Goodbye, Saturday Mail
That's not the only twist mailers will face in 2011. Rates will rise, too.
It’s true. Saturday mail delivery will be history come 2011 or so. As we forecast last September, the rising red ink faced by the U.S. Postal Service isn’t giving it much choice. The USPS will need the $3 billion or so that cutting delivery back to a Monday-to-Friday schedule will save. Postal officials see axing mail pickup and delivery and other postal services on Saturdays as being least disruptive to operations. Saturday mail volume is lower than that of other days -- around 11% of a typical week’s total.
Congress will hold its nose and OK the proposal made by Postmaster General John Potter, though it won’t do so until after the 2010 elections. Both Republicans and Democrats are grudgingly coming to the same conclusion as Potter: Declining mail volume means that cost cutting and higher postal rates aren’t enough to dig the USPS out of the hole it’s in. The USPS’ deficit this year is expected to exceed last year’s $4 billion.
Businesses that continue to rely on mail will simply have to cope. Retailers, auto dealers and others that now use ads delivered on Saturday to generate weekend sales will make the switch to Fridays, for example. Limited service, such as Saturday morning post office hours for allowing businesses to pick up mail and for maintaining Express Mail boxes in lobbies, is likely to continue, though outgoing mail won’t be processed until Monday.

Study questions:
- 1) Answer from the Saturday mail article:
(a) What share of a typical week's mail volume comes on Saturday?
(b) Who made the proposal that Congress is expected to approve?
(c) How large was the USPS deficit last year?
- 2) Write out the stretch of the Saturday mail article from "Businesses that continue" through "processed until Monday.".

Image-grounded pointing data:

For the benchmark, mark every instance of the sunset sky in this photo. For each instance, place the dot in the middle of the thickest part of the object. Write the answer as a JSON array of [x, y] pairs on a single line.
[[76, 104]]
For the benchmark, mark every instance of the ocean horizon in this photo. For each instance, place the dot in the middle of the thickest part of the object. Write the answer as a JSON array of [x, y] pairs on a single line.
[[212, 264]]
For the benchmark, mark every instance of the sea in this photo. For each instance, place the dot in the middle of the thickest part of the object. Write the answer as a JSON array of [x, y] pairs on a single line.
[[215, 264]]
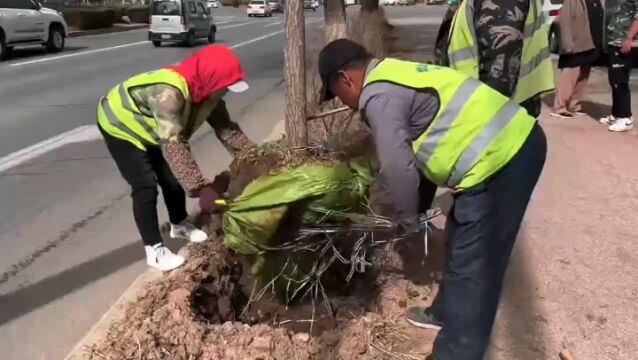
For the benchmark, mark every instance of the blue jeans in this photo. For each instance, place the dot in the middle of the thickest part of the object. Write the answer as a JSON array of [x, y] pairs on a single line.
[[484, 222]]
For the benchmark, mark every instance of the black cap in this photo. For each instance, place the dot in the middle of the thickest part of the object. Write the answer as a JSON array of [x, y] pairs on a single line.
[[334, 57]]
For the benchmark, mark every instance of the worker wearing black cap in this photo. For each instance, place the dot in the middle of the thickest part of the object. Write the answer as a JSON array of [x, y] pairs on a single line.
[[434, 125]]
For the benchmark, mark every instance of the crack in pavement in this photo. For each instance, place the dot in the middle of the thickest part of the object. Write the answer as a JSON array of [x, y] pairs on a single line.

Answers by task:
- 1)
(a) Around 11%
(b) Postmaster General John Potter
(c) $4 billion

- 2)
Businesses that continue to rely on mail will simply have to cope. Retailers, auto dealers and others that now use ads delivered on Saturday to generate weekend sales will make the switch to Fridays, for example. Limited service, such as Saturday morning post office hours for allowing businesses to pick up mail and for maintaining Express Mail boxes in lobbies, is likely to continue, though outgoing mail won’t be processed until Monday.